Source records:
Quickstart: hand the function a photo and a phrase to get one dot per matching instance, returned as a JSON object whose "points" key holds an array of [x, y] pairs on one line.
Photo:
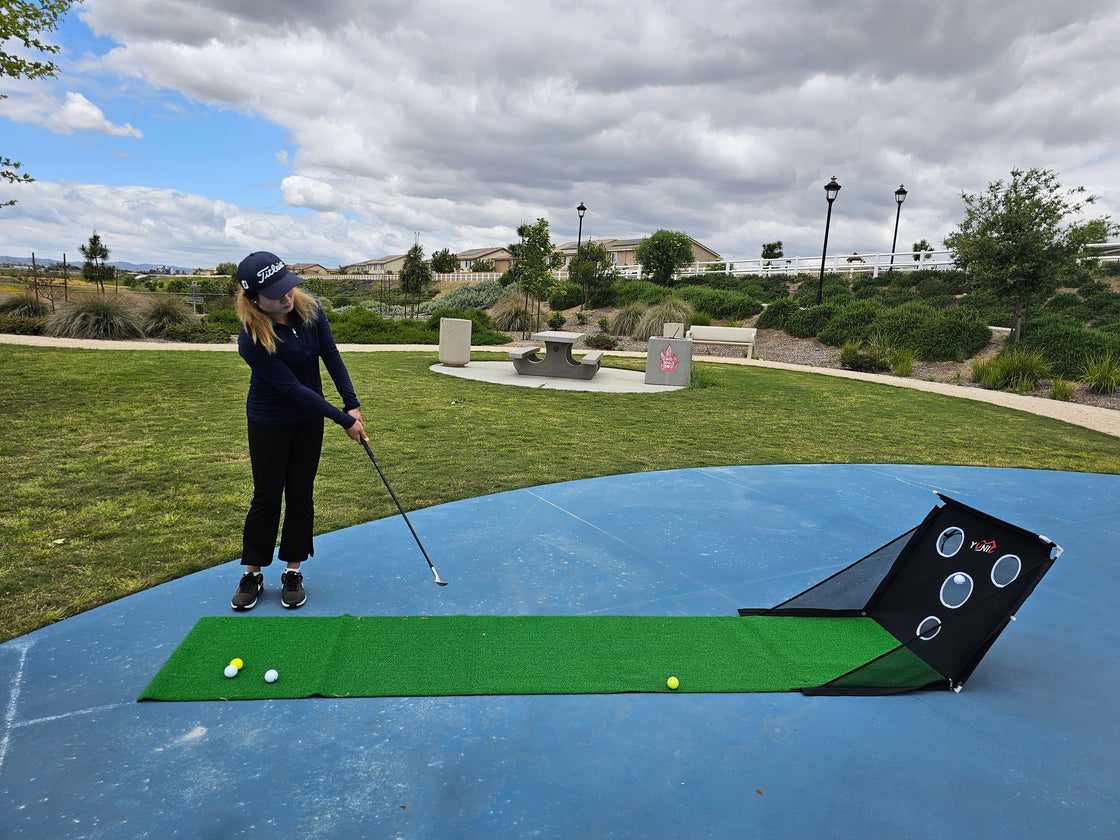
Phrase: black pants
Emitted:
{"points": [[285, 459]]}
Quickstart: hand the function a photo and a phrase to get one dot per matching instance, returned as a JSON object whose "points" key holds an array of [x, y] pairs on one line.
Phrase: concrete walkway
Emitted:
{"points": [[1089, 417]]}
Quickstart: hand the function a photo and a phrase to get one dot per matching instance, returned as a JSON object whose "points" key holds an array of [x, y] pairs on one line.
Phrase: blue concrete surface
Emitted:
{"points": [[1026, 749]]}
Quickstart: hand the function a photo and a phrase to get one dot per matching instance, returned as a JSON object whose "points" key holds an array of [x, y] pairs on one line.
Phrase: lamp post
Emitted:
{"points": [[899, 197], [830, 193], [579, 236]]}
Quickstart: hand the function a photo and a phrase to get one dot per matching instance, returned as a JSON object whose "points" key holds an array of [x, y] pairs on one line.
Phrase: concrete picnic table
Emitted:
{"points": [[558, 360]]}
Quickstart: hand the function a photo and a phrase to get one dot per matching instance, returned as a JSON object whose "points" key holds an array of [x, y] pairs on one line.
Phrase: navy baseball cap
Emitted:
{"points": [[266, 274]]}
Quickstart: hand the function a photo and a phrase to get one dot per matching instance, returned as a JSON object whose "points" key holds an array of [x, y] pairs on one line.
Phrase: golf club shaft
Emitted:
{"points": [[369, 451]]}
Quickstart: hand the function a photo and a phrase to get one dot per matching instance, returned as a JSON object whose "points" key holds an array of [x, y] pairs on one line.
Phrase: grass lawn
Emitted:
{"points": [[122, 469]]}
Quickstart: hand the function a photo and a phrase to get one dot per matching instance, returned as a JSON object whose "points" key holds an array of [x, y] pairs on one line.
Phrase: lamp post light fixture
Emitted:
{"points": [[830, 193], [899, 197]]}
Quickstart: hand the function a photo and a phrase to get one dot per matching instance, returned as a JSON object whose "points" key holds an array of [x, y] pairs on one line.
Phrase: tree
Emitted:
{"points": [[22, 21], [94, 269], [538, 260], [1017, 240], [922, 250], [663, 254], [445, 262], [593, 270], [416, 273], [772, 250]]}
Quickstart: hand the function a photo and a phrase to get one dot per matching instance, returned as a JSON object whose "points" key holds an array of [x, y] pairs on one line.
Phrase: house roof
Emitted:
{"points": [[476, 252]]}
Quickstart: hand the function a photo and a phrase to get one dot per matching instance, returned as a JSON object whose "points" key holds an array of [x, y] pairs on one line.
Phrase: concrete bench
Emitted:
{"points": [[730, 336]]}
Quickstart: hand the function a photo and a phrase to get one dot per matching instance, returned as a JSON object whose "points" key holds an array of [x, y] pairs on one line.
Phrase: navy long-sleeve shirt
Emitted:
{"points": [[287, 386]]}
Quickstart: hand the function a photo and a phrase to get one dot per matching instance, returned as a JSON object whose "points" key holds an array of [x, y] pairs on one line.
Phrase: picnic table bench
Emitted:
{"points": [[731, 336]]}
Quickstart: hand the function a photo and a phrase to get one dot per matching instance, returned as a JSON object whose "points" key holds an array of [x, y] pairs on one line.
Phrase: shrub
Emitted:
{"points": [[775, 315], [808, 323], [602, 341], [626, 319], [1067, 345], [952, 335], [25, 305], [1062, 390], [655, 318], [96, 316], [19, 325], [162, 310], [851, 323], [874, 356], [481, 329], [720, 304], [361, 326], [834, 290], [902, 362], [469, 296], [1014, 369], [196, 333], [643, 291], [1102, 373], [1103, 307], [566, 297], [225, 318], [902, 324], [511, 315]]}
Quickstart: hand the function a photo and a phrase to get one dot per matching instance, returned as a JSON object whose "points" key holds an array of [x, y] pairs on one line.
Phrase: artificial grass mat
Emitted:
{"points": [[458, 655]]}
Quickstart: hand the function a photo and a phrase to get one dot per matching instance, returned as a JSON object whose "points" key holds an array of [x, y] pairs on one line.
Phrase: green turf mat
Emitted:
{"points": [[455, 655]]}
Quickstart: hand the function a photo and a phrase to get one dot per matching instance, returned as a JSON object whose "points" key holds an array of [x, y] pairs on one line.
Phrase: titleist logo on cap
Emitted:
{"points": [[269, 271]]}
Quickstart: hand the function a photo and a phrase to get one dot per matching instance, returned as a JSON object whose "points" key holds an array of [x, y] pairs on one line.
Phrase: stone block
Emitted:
{"points": [[669, 362], [455, 342]]}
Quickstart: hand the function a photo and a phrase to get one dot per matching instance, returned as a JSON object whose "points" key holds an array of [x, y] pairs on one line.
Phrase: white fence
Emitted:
{"points": [[851, 264]]}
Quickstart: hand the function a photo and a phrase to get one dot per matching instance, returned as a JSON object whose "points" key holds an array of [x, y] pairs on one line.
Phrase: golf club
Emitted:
{"points": [[404, 515]]}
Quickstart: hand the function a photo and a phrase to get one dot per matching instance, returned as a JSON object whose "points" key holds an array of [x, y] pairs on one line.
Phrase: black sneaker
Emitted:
{"points": [[249, 590], [292, 595]]}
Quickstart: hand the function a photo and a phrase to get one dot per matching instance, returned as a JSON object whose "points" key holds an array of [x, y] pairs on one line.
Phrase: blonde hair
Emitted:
{"points": [[259, 324]]}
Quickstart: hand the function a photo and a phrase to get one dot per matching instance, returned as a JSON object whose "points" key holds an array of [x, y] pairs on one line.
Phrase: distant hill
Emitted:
{"points": [[129, 267]]}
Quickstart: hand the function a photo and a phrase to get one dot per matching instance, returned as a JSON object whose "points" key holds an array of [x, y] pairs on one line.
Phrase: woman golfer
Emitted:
{"points": [[283, 335]]}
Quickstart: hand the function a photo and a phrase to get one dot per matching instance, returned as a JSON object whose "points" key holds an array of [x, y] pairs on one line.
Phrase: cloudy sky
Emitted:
{"points": [[194, 131]]}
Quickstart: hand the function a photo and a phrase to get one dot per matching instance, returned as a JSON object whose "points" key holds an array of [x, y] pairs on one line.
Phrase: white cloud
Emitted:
{"points": [[77, 113], [73, 112], [463, 120]]}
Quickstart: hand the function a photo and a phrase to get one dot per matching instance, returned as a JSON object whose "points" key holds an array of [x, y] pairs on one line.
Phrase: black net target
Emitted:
{"points": [[945, 589]]}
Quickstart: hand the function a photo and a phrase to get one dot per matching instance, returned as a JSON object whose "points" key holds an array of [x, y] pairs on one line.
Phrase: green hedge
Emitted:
{"points": [[567, 296], [806, 323], [851, 323], [720, 302], [776, 315], [19, 325], [1067, 344]]}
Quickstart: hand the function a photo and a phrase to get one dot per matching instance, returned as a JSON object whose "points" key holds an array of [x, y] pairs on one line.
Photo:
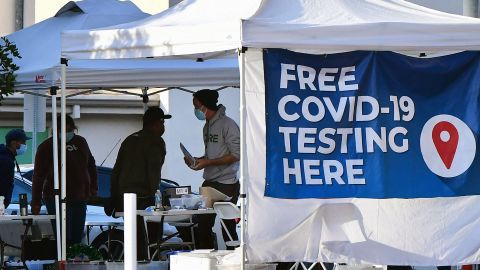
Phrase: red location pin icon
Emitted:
{"points": [[445, 138]]}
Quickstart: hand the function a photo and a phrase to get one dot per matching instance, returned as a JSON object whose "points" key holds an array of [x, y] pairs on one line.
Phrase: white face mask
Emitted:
{"points": [[22, 149], [199, 114]]}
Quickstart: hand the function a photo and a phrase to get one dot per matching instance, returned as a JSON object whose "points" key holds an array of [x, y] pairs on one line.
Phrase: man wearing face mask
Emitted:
{"points": [[138, 170], [15, 144], [220, 163], [81, 180]]}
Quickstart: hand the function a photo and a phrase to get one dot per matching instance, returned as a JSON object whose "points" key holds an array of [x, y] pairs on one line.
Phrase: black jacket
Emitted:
{"points": [[7, 170]]}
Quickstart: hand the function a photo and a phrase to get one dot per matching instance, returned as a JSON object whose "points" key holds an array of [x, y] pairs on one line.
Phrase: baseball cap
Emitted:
{"points": [[153, 114], [16, 135], [208, 98]]}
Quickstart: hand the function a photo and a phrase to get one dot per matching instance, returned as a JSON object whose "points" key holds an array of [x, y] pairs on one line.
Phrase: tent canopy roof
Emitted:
{"points": [[39, 44], [202, 27]]}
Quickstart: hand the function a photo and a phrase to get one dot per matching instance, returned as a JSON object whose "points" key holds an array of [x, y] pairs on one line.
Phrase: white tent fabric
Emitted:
{"points": [[128, 73], [39, 44], [197, 27], [311, 230], [40, 64]]}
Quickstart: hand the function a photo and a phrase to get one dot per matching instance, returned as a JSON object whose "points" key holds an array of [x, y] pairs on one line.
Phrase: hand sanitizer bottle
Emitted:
{"points": [[2, 205], [158, 200]]}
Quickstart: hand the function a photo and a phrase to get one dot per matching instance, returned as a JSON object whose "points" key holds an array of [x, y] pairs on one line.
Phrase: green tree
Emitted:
{"points": [[8, 51]]}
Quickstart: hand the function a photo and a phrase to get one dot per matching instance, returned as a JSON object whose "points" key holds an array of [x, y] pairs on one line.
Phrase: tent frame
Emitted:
{"points": [[60, 193]]}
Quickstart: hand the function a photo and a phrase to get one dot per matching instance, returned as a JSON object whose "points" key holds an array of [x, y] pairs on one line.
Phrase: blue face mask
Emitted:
{"points": [[69, 136], [199, 114], [22, 149]]}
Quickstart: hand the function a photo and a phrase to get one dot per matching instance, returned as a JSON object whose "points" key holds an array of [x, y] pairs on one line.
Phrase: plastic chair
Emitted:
{"points": [[227, 210]]}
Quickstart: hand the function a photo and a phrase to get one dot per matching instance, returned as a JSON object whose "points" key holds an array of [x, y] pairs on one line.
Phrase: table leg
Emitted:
{"points": [[109, 253], [192, 232]]}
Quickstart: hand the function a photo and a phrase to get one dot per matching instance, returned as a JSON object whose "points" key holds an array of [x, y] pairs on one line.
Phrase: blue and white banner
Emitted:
{"points": [[371, 125]]}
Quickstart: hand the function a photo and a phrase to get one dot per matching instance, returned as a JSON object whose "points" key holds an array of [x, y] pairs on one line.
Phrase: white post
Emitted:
{"points": [[55, 175], [242, 158], [64, 160], [470, 8], [130, 230], [35, 127]]}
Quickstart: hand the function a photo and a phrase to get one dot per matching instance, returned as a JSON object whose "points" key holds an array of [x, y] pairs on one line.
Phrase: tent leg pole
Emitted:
{"points": [[64, 158], [55, 174], [242, 159]]}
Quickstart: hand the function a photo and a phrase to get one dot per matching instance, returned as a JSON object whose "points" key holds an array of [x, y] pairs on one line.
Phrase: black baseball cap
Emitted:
{"points": [[16, 135], [154, 114], [208, 98]]}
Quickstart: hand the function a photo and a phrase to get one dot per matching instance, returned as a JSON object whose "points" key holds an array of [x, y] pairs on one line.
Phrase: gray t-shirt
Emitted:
{"points": [[221, 136]]}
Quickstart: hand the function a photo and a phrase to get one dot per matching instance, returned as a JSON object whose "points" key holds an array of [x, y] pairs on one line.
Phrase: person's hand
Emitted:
{"points": [[35, 209], [201, 164], [187, 161]]}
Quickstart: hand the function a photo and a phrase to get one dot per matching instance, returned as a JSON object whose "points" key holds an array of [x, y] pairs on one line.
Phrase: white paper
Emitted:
{"points": [[193, 161]]}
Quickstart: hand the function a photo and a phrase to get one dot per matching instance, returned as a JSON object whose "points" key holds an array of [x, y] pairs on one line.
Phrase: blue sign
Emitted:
{"points": [[371, 125]]}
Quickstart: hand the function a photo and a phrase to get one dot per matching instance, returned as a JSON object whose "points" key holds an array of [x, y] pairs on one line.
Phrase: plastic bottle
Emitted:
{"points": [[158, 200], [23, 204], [2, 205]]}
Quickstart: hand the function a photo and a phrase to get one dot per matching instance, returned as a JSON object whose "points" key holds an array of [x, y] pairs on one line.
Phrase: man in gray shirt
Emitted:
{"points": [[220, 163]]}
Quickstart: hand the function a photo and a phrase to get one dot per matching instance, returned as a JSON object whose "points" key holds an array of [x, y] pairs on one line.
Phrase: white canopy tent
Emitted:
{"points": [[40, 68], [38, 65], [208, 28]]}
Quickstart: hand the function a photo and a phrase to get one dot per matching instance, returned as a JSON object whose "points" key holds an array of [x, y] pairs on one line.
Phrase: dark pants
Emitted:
{"points": [[206, 222], [76, 213]]}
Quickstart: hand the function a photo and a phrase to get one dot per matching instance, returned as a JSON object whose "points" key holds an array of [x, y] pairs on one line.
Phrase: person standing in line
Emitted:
{"points": [[15, 145], [220, 163], [81, 180], [138, 170]]}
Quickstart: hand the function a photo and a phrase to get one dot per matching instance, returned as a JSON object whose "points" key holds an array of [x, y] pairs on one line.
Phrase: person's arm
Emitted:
{"points": [[6, 183], [231, 134], [40, 172], [117, 168], [92, 171]]}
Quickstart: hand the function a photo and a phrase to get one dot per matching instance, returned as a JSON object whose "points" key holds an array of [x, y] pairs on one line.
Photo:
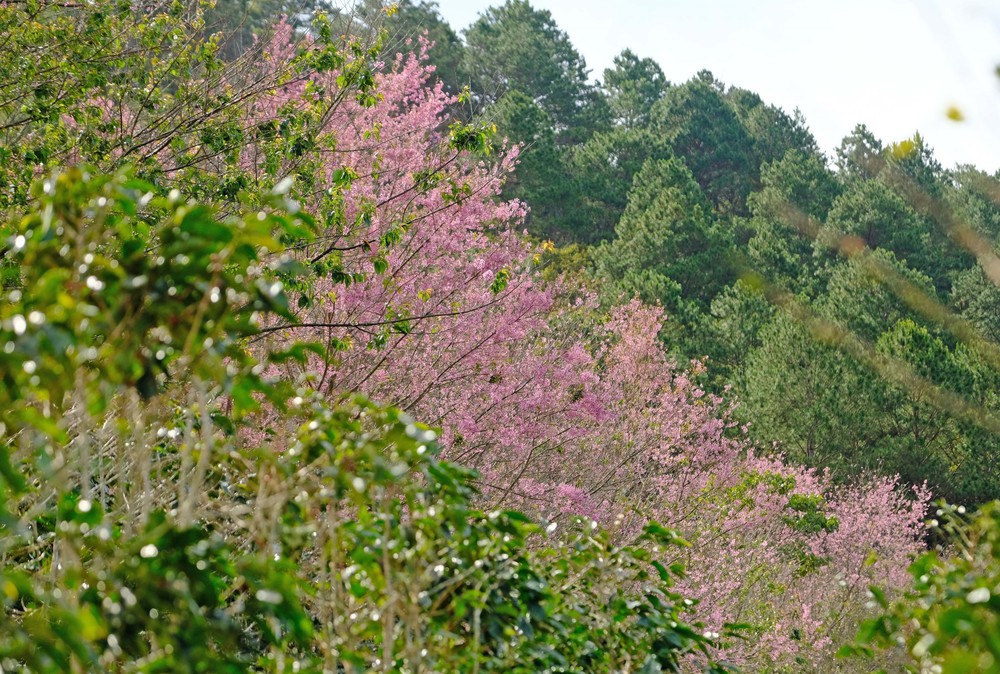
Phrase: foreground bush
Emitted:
{"points": [[141, 532], [948, 620]]}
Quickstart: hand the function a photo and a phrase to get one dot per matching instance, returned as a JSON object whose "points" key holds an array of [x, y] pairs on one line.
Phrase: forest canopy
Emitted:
{"points": [[338, 340]]}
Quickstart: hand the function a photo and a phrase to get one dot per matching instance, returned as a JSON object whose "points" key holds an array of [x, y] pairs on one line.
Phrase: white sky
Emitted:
{"points": [[895, 65]]}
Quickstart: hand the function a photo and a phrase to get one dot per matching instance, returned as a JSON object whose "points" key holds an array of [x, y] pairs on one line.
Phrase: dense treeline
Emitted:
{"points": [[227, 235], [704, 199]]}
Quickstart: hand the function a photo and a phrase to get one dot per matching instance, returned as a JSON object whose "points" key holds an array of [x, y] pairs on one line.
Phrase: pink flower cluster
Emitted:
{"points": [[567, 412]]}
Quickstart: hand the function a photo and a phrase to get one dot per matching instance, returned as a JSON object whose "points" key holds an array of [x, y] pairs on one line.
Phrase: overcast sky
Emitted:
{"points": [[895, 65]]}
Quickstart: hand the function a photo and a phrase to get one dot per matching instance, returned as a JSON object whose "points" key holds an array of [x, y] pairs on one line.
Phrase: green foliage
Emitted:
{"points": [[948, 619], [668, 230], [703, 129], [148, 524], [146, 87], [517, 47], [633, 85]]}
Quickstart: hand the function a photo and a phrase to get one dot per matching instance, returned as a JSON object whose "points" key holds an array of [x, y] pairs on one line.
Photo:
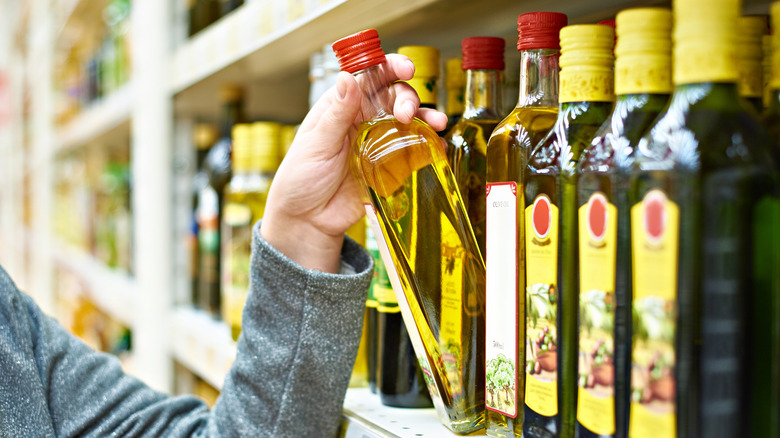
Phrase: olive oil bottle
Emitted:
{"points": [[411, 190], [507, 156], [255, 159], [703, 190], [551, 248], [483, 61], [751, 29], [455, 83], [643, 83]]}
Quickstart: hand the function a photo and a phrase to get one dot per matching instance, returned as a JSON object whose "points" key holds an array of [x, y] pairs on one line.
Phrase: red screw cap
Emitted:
{"points": [[540, 30], [359, 51]]}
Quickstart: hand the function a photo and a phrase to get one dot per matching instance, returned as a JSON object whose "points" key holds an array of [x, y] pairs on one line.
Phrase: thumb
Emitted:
{"points": [[334, 124]]}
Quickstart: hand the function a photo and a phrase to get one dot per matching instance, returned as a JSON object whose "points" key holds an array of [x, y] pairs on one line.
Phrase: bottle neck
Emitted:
{"points": [[538, 78], [377, 100], [231, 115], [483, 94]]}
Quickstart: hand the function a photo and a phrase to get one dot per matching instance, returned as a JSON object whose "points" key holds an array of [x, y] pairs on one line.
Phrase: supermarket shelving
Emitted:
{"points": [[111, 290]]}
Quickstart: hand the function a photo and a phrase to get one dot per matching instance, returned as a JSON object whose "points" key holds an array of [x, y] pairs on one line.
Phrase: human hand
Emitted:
{"points": [[314, 198]]}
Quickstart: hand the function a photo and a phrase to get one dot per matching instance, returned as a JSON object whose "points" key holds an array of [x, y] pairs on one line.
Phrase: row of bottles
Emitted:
{"points": [[97, 64], [628, 213]]}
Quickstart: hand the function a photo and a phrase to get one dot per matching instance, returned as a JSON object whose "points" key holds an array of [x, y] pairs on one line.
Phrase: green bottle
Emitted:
{"points": [[643, 83], [586, 99], [703, 195]]}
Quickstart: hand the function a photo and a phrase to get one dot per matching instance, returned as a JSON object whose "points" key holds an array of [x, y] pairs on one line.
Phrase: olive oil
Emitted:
{"points": [[411, 191], [507, 156], [255, 159], [643, 82], [551, 250], [483, 61], [703, 185]]}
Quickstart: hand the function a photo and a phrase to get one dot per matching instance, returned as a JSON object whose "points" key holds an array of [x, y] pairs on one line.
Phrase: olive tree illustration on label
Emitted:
{"points": [[596, 366], [654, 247], [541, 393]]}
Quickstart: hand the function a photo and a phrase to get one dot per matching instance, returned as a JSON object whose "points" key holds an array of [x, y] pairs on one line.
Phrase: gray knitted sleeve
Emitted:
{"points": [[300, 334]]}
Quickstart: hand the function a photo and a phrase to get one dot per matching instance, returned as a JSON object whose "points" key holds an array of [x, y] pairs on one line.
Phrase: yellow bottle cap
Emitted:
{"points": [[456, 77], [774, 10], [265, 152], [587, 63], [705, 36], [426, 71], [643, 62], [242, 144], [750, 30]]}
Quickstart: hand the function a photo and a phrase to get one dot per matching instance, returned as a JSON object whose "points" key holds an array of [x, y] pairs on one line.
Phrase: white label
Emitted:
{"points": [[501, 298]]}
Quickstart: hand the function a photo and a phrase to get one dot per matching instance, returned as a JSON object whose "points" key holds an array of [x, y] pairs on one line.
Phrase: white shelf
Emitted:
{"points": [[202, 344], [101, 121], [366, 417], [112, 291]]}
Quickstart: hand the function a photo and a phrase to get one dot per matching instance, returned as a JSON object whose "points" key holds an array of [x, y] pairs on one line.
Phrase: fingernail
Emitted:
{"points": [[341, 88], [409, 109]]}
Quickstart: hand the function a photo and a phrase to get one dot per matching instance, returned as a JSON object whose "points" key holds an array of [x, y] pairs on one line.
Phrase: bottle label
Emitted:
{"points": [[541, 300], [501, 325], [410, 310], [237, 250], [451, 304], [373, 249], [596, 377], [655, 224]]}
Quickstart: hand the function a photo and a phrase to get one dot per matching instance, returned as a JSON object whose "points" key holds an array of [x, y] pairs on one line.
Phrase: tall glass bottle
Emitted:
{"points": [[551, 243], [483, 61], [411, 190], [643, 83], [507, 157], [751, 29], [455, 83], [216, 165], [255, 159], [704, 257], [400, 380]]}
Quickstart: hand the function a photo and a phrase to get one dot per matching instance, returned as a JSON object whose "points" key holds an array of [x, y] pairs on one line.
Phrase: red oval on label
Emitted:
{"points": [[654, 217], [597, 216], [541, 216]]}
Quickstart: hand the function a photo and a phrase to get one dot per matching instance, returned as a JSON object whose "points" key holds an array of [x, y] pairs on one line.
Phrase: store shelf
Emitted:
{"points": [[366, 417], [112, 291], [104, 121], [202, 344]]}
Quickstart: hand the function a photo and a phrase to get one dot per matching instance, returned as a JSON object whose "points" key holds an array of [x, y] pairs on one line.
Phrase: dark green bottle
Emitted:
{"points": [[551, 230], [703, 191], [642, 84]]}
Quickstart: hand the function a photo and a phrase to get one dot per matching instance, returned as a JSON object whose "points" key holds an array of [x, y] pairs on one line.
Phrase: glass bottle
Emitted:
{"points": [[455, 83], [551, 243], [751, 29], [643, 83], [255, 160], [483, 61], [411, 190], [400, 381], [507, 156], [703, 191]]}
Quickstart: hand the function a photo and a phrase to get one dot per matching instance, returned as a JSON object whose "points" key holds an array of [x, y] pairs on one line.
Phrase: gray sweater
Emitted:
{"points": [[300, 334]]}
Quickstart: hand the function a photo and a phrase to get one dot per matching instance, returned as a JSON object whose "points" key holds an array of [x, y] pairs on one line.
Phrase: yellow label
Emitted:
{"points": [[587, 84], [541, 243], [451, 303], [597, 245], [655, 227]]}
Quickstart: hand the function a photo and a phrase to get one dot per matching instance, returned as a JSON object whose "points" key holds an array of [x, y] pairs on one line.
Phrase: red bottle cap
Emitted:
{"points": [[359, 51], [539, 30], [483, 53]]}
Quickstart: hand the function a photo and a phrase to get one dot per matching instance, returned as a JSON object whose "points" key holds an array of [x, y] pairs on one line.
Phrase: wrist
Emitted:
{"points": [[304, 243]]}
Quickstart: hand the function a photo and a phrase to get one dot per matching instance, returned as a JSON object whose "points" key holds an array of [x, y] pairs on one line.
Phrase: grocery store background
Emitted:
{"points": [[99, 100]]}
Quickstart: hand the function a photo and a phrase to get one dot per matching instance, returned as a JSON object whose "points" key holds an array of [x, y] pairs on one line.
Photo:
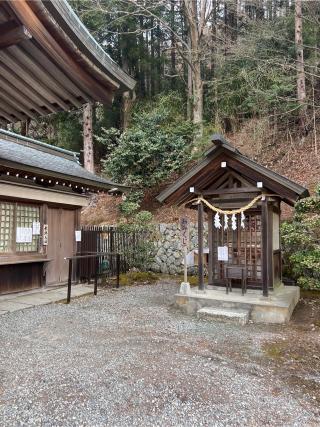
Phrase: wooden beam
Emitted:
{"points": [[12, 33], [12, 111], [25, 89], [42, 75], [210, 245], [43, 36], [200, 247], [29, 77], [8, 100], [26, 104], [235, 190], [39, 56]]}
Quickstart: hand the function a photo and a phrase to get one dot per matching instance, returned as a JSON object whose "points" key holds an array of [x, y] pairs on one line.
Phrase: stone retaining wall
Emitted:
{"points": [[169, 254]]}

→ **Task prompt**: Select every line above that contains the word "baseball" and copy each one out.

→ **Written answer**:
Phrase: navy baseball cap
Phrase: baseball cap
Phrase: black baseball cap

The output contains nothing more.